Task to carry out: Write out the stretch of the listing from the line containing "of the pointed" through the end, keeping every line, and shift each coordinate in the outlines by adding 110 to it.

--

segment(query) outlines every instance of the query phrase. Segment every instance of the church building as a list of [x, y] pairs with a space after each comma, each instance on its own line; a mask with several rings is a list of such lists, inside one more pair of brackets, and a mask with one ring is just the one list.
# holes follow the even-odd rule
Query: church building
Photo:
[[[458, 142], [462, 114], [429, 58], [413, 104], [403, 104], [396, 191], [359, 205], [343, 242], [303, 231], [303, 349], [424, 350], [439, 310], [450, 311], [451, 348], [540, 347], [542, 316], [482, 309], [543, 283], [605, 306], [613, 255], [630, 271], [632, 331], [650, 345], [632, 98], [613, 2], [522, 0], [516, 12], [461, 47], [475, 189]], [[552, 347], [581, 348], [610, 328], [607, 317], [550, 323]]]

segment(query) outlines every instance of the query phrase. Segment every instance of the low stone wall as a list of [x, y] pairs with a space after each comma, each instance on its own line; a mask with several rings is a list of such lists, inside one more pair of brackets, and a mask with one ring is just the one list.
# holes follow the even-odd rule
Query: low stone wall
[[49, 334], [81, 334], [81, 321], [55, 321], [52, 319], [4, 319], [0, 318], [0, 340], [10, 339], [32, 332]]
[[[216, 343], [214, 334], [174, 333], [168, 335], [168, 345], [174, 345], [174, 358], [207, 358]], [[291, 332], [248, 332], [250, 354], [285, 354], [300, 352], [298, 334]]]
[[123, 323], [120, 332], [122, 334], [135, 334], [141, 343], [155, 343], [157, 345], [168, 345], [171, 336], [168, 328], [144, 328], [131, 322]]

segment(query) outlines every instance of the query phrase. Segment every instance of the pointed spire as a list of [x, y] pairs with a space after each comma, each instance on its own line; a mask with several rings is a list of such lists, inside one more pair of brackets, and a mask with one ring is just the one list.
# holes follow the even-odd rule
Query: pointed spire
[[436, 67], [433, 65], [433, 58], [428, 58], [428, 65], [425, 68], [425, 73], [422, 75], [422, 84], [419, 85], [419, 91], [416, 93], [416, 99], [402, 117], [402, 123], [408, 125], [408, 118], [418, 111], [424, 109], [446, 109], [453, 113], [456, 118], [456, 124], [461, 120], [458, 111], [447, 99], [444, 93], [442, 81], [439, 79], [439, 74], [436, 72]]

--

Complete output:
segment(query) outlines every instance of the query phrase. Segment every instance of the pointed spire as a list of [x, y] pairs with a space after each comma, each instance on its own line; a mask with several rings is a list of such lists, inside one more pair of brackets, and a mask with one ring is just the one list.
# holes follow the even-odd rule
Query: pointed spire
[[546, 177], [543, 175], [543, 168], [538, 168], [538, 175], [535, 178], [535, 183], [532, 185], [532, 194], [529, 195], [529, 201], [526, 203], [526, 209], [512, 227], [512, 233], [518, 235], [518, 228], [528, 221], [534, 219], [556, 219], [563, 223], [566, 228], [566, 234], [571, 230], [568, 221], [557, 209], [554, 203], [552, 191], [549, 189], [549, 184], [546, 182]]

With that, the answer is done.